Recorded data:
===
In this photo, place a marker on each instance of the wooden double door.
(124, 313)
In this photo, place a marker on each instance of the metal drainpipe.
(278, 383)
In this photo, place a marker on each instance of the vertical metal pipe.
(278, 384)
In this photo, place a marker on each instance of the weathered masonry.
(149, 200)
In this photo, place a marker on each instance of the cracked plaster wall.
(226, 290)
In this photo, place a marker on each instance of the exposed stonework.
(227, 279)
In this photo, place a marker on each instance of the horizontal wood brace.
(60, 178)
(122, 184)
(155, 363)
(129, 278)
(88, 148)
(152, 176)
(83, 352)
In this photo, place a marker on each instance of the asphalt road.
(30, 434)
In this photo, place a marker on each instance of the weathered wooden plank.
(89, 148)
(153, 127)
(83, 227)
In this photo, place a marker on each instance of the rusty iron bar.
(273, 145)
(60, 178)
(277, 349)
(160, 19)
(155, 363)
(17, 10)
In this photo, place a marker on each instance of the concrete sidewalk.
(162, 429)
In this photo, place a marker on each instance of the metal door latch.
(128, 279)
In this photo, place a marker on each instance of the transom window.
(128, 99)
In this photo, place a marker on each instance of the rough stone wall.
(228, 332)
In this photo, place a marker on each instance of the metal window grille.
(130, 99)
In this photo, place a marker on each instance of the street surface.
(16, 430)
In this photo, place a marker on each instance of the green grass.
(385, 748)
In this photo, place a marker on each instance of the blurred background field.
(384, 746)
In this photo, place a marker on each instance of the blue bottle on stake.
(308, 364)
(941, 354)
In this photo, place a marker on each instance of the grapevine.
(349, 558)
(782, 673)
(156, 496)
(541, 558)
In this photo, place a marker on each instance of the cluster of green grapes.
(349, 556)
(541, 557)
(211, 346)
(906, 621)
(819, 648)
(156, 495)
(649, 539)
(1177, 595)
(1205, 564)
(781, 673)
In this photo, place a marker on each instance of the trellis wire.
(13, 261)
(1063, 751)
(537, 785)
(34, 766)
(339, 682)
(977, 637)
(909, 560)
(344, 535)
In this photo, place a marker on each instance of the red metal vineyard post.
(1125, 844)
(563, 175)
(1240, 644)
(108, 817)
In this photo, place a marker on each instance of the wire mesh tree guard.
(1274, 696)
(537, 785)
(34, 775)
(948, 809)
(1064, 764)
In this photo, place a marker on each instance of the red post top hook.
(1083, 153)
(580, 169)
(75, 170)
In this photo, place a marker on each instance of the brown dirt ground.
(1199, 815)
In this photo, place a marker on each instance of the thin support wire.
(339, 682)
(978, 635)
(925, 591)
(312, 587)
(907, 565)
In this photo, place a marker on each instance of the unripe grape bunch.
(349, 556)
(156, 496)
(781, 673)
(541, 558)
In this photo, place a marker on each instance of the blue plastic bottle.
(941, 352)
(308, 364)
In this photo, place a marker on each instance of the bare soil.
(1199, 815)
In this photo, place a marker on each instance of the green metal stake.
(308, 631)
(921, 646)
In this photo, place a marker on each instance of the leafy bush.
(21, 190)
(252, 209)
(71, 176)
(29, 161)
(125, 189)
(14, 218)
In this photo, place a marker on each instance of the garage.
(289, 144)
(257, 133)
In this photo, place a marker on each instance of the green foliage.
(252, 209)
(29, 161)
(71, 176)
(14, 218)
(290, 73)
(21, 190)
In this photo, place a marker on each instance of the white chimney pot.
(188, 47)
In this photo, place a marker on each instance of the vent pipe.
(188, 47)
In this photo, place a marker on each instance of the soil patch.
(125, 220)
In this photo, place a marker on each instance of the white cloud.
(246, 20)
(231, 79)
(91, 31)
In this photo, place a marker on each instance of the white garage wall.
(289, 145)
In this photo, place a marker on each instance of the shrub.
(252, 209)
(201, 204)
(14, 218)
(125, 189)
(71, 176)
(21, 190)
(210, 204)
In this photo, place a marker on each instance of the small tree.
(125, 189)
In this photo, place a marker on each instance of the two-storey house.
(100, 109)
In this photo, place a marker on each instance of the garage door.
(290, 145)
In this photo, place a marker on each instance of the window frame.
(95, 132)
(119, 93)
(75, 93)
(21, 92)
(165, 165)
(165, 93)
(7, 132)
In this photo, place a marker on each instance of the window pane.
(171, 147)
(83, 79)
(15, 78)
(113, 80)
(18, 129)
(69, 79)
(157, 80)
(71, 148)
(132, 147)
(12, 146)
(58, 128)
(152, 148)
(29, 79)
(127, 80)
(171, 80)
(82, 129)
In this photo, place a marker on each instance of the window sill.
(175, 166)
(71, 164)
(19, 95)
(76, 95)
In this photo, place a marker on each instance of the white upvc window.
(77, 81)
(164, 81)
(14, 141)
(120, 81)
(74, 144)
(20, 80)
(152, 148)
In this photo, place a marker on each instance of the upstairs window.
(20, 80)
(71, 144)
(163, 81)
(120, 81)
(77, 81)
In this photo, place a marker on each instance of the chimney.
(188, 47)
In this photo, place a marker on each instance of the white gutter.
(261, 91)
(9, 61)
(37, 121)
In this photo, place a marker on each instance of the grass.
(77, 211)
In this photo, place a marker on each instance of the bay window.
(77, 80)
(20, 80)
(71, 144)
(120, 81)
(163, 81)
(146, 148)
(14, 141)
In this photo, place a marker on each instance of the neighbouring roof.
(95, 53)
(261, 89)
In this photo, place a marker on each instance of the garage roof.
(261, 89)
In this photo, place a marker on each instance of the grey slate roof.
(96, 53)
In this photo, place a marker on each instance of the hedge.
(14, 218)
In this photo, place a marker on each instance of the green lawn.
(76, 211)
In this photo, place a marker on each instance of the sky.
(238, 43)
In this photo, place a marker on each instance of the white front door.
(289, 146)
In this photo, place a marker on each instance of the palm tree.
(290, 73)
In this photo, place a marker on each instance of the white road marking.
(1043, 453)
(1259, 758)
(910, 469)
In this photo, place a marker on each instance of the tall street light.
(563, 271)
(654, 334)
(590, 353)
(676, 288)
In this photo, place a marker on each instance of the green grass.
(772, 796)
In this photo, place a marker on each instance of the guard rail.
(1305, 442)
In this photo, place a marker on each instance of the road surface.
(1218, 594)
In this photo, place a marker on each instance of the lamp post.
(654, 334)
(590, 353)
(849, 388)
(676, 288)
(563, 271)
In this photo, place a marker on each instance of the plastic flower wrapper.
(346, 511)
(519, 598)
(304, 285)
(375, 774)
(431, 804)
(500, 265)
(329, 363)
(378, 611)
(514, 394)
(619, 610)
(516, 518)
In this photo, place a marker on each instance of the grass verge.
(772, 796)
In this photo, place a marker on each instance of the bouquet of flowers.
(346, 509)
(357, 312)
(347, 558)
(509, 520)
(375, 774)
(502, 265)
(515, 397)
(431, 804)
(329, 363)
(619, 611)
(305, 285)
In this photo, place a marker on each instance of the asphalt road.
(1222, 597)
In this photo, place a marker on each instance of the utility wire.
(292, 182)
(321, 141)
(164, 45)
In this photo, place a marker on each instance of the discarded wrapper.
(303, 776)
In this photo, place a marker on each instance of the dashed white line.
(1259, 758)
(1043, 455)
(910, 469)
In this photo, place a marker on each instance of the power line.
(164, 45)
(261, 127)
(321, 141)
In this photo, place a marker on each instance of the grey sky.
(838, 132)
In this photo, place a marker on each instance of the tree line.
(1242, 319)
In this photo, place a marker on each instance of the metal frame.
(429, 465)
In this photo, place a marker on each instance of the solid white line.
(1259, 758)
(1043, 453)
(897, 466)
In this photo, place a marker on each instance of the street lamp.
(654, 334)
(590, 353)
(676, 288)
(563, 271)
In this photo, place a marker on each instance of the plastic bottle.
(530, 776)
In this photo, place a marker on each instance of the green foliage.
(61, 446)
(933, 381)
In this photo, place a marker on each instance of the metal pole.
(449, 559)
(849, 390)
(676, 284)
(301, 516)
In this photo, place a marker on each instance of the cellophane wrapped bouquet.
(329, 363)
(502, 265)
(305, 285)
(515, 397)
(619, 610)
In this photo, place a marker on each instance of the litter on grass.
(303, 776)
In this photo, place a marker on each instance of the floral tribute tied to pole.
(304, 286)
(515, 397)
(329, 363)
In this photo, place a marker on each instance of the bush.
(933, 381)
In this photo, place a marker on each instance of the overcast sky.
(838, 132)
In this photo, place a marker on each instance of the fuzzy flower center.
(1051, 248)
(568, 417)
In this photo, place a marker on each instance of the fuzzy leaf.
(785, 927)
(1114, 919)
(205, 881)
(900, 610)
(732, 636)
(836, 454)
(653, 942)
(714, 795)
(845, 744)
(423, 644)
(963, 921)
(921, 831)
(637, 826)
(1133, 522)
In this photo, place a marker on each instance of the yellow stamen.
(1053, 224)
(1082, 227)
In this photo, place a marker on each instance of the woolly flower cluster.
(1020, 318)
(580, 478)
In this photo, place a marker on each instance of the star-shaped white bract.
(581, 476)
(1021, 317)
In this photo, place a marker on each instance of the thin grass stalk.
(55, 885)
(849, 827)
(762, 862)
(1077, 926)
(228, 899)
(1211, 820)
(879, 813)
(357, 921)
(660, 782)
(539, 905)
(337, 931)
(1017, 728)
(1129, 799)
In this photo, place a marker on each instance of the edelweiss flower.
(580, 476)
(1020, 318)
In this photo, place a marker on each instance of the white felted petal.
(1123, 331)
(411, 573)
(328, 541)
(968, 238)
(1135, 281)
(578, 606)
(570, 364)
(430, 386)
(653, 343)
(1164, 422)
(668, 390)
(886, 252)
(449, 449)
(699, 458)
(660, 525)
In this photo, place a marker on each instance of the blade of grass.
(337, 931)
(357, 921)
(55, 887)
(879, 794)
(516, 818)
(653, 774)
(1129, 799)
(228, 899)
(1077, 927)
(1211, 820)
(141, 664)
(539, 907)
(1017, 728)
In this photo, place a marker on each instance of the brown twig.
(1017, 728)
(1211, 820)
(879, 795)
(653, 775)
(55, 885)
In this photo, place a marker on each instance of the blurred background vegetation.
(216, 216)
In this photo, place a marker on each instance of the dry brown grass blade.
===
TASK TO CARRY OUT => Repeat word for word the lines running from the line containing "the brown twig." to the end of the entries above, inclusive.

ANSWER TO THE PROBLEM =>
In this photo, place a marker on each instance of the brown twig.
(1017, 728)
(1211, 820)
(879, 795)
(653, 775)
(55, 885)
In this photo, place a marker on each instance of the blurred background vegetation.
(216, 216)
In this photo, place a marker on each instance of the dry brown grass blade.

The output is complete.